#### SOURCE TEXT:

---------------

1

How do I store Matlab arrays located in a 'struct within struct within struct' into a database so that I can then retrieve the fields and arrays?

More detail on why do I need this below:

I have tons of data saved as .mat files....the hassle is that I need to load a complete .mat file to begin manipulating and plotting the data there. If that file is large, it becomes quite a task just to load it into memory.

These .mat files are resulted from the analysis of raw electrical measurement data of transistors. All .mat files have the same structure but each file correspond to a different and unique transistor.

Now say I want to compare a certain parameter in all transistors that are common in A and B, I have to manually search and load all the .mat files I need and then try to do the comparison. There is no simple way to merge all of these .mat files into a single .mat file (since they all have the same variable names but with different data). Even if that is possible, there is no way I know of to query specific entries from .mat files.

I do not see a way of easily doing that without a structured database from which I can query specific entries. Then I can use any programming language (continue with Matlab or switch to python) to convieniently do the comparison and plotting...etc. without the hassle of the scattered .mat files.

Problem is that the data in the .mat files are structured in structs and large arrays. From what I know, storing that in a simple SQL database is not a straight forward task. I looked up using HDF5 but from the examples I saw, I have to do a lot of low-level commands to store those structs in an HDF file and I am not sure if I can load parts of the HDF file into Matlab/python or if I also have to load the whole file in memory first.

The goal here is to merge all existing (and to-be-created) .mat files (with their compound data strucutre of structs and arrays) into a single database file from which I can query specific entries. Is there a database solution that can preserve the structure of my complex data? Is HDF the way to go? or is there a simple solution I am missing?

EDIT:

Example on data I need to save and retrieve:

All(16).rf.SS(3,2).data

Where All is an array of structs with 7 fields. Each struct in the rf field is a struct with arrays, integers, strings and structs. One of those structs is named SS which in turn is an array of structs each containing a 2x2 array named data.

---------------

#### DATA SHOWN:
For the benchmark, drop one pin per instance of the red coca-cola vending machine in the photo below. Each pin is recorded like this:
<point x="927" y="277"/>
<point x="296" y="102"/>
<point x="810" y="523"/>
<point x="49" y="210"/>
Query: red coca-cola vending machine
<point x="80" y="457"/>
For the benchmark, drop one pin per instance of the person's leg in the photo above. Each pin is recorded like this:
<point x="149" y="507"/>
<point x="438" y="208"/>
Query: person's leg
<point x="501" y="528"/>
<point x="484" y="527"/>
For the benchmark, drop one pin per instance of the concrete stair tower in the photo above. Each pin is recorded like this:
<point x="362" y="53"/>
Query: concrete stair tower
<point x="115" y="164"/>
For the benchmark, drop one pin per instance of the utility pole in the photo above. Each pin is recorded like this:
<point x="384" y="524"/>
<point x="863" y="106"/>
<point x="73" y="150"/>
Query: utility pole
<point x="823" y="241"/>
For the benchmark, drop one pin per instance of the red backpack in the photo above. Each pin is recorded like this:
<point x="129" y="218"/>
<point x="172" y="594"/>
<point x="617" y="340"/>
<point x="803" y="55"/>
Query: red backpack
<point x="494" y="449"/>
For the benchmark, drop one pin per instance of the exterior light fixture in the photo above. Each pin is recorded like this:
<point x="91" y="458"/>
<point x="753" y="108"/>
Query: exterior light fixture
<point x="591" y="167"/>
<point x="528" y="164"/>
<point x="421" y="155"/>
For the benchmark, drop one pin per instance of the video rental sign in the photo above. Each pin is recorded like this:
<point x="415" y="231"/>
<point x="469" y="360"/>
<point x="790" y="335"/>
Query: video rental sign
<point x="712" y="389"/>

---------------

#### EXERCISE BRIEF:
In the Matlab data-storage question, what does each struct in the SS array contain?

#### RESULT:
Each contains a 2x2 array named data.